Exercise: Check each line of the data, and copy those where "window" appears.

Available records:
####################

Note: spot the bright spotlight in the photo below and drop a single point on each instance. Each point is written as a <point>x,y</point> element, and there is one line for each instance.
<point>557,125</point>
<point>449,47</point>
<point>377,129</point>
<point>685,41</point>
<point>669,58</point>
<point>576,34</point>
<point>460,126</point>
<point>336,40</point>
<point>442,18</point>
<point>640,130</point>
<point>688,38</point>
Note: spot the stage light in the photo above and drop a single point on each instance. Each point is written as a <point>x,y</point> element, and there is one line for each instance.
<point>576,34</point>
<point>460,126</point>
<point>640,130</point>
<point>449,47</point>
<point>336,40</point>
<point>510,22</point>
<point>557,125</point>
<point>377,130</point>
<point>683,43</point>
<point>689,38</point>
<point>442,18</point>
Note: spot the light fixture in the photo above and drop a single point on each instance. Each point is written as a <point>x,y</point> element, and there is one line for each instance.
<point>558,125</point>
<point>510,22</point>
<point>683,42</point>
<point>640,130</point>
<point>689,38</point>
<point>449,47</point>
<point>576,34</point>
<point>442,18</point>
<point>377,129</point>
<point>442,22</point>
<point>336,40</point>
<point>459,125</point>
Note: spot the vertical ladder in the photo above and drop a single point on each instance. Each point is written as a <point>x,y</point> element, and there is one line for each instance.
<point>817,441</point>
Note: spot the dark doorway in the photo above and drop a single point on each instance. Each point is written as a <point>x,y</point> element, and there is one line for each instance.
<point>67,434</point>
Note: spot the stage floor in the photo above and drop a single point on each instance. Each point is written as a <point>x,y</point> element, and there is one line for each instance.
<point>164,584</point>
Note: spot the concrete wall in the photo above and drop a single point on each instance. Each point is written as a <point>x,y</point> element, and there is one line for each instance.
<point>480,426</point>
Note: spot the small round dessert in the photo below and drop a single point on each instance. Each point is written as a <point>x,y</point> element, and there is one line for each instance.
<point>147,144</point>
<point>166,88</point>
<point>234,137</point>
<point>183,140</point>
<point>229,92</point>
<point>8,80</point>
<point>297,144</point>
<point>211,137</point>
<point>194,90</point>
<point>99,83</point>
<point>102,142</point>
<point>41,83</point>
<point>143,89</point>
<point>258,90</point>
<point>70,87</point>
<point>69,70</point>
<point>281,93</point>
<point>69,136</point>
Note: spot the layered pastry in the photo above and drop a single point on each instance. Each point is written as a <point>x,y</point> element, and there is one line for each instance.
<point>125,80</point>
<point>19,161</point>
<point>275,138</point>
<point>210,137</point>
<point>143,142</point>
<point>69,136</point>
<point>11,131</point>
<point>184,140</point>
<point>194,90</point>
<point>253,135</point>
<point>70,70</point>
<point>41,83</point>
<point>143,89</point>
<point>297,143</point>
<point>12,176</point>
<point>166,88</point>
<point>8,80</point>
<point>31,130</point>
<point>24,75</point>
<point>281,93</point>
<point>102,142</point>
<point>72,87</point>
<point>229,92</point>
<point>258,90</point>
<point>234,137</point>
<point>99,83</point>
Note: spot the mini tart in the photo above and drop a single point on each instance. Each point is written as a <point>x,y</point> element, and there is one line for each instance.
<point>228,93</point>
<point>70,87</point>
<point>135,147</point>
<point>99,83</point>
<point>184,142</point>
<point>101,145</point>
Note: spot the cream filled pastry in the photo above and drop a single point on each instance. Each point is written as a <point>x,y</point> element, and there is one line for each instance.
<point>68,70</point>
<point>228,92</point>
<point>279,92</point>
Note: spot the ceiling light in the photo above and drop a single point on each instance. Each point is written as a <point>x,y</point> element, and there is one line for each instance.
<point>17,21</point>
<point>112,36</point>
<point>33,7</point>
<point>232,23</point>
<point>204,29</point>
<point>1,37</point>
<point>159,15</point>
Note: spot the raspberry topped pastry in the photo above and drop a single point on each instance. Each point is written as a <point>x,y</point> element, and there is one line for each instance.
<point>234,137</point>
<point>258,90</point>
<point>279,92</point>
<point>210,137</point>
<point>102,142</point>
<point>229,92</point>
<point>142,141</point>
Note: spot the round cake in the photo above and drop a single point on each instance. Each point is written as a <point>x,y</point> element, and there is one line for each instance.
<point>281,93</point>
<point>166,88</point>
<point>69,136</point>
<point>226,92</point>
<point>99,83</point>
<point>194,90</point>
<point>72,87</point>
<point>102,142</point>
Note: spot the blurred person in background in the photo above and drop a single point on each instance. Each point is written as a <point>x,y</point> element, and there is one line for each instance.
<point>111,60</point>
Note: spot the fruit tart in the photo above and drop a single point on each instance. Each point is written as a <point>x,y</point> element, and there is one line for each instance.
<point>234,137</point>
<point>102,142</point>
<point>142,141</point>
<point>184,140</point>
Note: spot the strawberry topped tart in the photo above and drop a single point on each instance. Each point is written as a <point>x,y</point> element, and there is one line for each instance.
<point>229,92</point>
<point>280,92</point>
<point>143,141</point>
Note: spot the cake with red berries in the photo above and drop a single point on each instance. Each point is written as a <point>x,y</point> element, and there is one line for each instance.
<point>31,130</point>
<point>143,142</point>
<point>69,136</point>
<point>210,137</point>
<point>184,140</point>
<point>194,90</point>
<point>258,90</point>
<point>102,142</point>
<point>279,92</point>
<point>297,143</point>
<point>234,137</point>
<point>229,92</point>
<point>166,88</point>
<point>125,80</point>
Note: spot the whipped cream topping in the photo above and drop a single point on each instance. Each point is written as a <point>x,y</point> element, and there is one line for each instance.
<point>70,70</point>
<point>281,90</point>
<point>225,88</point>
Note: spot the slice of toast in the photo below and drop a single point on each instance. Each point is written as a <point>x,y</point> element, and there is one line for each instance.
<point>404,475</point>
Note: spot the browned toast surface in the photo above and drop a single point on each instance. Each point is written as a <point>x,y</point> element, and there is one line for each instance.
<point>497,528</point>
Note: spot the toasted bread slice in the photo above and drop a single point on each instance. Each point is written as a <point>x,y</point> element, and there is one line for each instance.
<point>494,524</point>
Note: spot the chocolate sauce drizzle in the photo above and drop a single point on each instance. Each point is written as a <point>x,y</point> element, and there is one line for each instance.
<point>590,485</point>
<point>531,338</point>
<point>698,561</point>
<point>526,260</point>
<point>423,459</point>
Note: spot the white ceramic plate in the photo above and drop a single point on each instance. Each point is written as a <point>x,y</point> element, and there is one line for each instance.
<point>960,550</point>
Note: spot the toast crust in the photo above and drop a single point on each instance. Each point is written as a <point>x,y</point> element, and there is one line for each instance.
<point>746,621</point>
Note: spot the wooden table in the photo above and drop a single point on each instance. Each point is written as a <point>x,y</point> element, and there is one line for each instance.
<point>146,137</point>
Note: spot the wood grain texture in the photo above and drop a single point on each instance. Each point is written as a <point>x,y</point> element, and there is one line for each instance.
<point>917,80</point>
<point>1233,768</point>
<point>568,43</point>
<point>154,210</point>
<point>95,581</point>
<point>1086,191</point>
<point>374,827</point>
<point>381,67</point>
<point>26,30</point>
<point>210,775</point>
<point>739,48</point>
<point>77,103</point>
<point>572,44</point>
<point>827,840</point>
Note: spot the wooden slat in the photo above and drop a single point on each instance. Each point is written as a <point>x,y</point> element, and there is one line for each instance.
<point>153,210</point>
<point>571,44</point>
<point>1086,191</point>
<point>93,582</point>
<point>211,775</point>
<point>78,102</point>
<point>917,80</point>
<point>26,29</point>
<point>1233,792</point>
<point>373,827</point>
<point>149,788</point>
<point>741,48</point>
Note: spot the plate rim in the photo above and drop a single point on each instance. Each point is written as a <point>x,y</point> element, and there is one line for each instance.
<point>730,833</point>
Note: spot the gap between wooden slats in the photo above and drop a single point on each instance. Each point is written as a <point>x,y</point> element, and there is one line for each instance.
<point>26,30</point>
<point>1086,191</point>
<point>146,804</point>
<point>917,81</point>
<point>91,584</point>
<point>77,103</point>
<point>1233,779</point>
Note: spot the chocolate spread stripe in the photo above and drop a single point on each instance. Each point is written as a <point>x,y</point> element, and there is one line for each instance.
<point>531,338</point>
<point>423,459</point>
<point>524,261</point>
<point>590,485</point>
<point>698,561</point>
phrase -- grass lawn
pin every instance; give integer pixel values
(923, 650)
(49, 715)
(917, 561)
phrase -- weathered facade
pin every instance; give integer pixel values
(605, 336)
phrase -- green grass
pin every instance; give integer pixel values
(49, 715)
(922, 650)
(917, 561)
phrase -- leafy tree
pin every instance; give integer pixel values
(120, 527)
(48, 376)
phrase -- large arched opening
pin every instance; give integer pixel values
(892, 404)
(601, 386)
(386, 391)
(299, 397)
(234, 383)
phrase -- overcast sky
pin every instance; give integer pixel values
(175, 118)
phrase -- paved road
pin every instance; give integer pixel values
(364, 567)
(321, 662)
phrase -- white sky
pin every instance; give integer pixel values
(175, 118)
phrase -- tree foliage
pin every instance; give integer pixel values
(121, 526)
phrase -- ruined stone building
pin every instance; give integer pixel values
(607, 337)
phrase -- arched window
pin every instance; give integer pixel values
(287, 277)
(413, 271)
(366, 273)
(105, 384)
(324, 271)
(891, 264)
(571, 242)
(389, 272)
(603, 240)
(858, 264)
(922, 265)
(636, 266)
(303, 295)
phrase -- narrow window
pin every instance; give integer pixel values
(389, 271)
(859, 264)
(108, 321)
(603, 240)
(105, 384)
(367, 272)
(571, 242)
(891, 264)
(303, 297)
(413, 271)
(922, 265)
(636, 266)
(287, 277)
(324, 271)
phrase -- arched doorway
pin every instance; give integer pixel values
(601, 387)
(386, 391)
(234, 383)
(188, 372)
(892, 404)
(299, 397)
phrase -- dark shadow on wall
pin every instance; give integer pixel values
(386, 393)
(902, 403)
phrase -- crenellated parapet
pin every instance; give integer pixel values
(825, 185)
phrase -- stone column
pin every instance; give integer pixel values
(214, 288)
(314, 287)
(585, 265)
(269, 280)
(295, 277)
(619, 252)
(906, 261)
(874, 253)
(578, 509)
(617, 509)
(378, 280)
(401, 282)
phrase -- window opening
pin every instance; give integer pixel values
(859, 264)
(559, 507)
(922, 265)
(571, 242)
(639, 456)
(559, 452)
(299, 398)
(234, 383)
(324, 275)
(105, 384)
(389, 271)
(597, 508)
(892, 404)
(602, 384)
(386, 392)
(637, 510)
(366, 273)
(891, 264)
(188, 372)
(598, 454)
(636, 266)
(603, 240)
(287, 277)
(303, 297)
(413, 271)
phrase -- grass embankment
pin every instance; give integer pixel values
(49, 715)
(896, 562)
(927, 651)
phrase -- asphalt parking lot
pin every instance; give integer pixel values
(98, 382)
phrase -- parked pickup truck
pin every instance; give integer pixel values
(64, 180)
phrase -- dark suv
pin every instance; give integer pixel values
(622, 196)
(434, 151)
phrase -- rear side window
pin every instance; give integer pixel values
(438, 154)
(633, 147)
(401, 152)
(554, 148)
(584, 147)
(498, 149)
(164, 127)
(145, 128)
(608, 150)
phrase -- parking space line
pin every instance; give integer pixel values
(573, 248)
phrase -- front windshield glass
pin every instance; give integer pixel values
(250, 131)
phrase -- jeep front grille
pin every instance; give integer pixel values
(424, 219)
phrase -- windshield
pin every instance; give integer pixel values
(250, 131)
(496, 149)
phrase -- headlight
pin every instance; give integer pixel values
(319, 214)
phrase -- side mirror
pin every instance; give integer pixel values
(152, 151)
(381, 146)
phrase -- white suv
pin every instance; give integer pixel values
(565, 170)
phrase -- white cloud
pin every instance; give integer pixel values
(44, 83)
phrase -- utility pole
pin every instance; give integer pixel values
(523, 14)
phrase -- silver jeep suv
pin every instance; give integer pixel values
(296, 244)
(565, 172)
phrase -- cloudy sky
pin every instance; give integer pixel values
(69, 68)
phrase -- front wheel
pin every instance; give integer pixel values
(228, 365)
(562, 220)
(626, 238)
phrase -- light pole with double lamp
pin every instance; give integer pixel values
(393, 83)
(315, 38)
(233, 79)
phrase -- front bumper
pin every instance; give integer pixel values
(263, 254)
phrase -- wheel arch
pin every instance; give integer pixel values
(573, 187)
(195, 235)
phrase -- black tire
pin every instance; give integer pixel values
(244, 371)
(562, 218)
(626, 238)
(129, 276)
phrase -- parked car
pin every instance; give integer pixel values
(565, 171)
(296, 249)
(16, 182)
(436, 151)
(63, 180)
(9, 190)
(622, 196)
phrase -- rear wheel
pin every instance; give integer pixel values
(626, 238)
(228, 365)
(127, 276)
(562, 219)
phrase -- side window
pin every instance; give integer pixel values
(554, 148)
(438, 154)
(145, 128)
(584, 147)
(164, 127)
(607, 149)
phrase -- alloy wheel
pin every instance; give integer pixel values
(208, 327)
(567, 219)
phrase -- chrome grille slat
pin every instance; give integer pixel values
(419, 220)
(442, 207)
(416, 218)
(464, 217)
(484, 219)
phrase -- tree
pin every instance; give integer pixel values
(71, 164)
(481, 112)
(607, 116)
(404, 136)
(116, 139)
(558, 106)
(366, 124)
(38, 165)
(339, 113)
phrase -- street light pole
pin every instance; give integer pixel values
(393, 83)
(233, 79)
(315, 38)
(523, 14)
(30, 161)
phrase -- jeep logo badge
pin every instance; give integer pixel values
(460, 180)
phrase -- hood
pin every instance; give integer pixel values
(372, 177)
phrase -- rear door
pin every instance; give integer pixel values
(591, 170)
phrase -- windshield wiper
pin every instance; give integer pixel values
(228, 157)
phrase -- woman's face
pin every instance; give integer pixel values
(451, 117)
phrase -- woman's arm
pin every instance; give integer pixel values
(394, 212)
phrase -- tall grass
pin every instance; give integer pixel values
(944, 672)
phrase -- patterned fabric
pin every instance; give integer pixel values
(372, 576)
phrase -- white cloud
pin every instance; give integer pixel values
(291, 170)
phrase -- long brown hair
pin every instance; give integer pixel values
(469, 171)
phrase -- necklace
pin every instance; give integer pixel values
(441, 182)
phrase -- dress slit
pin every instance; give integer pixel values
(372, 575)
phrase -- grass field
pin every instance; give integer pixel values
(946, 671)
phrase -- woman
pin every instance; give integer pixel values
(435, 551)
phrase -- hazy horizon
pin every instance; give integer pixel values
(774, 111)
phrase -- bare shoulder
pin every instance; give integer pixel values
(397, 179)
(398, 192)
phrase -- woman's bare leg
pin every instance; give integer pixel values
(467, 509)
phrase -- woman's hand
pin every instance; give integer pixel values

####################

Solution below:
phrase -- arched window
phrase -- narrow window
phrase -- window opening
phrase -- rear side window
phrase -- side window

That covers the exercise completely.